═══ Extract provided

When our daughter was born, over 51 years ago, Branson General Hospital in Toronto where our then-doctor had hospital rights, was not a teaching hospital, and at the time of my admission there were no doctors on staff or being taught the practise of their profession. In the Labour room I was examined by a nurse whose opinion it was that I was a long, long way from delivering, though this was a second birth.
It didn't take long before I sent my husband, who was with me, giving me ample emotional support and encouragement, to desperately seek out the nurse, to inform her that delivery was imminent. She felt otherwise, and though she had contacted my doctor, he had simply rolled over in bed.
The next thing I knew in my delirium, I was looking up at the green-mask-covered face of a doctor in scrubs who was assisting the nurse in moving me onto a delivery-room bed and then speedily whisked me there, where our daughter was born. That 'doctor' happened to be my husband whom the nurse had delegated to assist, as she was the only nurse on duty that night.
Mine was an otherwise normal birth, despite my trepidation and pain. Unlike the breech birth of an underweight baby born in an Ottawa jail cell late last month.
Julie Bilotta, 26-years old, in custody at the Ottawa-Carleton Detention Centre, whose hours-long agony in childbirth appeals were ignored by guards and by nurses on duty there, gave birth with the help of paramedics who were called when the baby's feet emerged, delivering her baby in a jail cell.

══════
═══ Source information

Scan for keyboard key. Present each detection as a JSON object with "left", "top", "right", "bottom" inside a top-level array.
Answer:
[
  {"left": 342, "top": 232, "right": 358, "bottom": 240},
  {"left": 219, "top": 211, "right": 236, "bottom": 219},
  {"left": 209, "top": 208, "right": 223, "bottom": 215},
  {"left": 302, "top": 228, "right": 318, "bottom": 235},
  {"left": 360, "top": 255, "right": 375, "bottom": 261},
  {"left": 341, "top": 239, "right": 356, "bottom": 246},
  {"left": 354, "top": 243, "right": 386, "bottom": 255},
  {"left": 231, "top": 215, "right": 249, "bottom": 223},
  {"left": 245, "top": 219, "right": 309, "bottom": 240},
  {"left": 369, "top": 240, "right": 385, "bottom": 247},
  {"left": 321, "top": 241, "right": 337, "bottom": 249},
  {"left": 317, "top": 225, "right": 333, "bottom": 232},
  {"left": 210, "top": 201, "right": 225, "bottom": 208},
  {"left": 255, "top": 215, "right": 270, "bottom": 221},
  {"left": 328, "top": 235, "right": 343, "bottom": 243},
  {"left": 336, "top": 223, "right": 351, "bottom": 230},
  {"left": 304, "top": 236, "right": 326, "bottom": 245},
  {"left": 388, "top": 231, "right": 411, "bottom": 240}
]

══════

## [Problem details]
In the childbirth account, where was Julie Bilotta being held in custody when she gave birth?

## [Result]
The Ottawa-Carleton Detention Centre.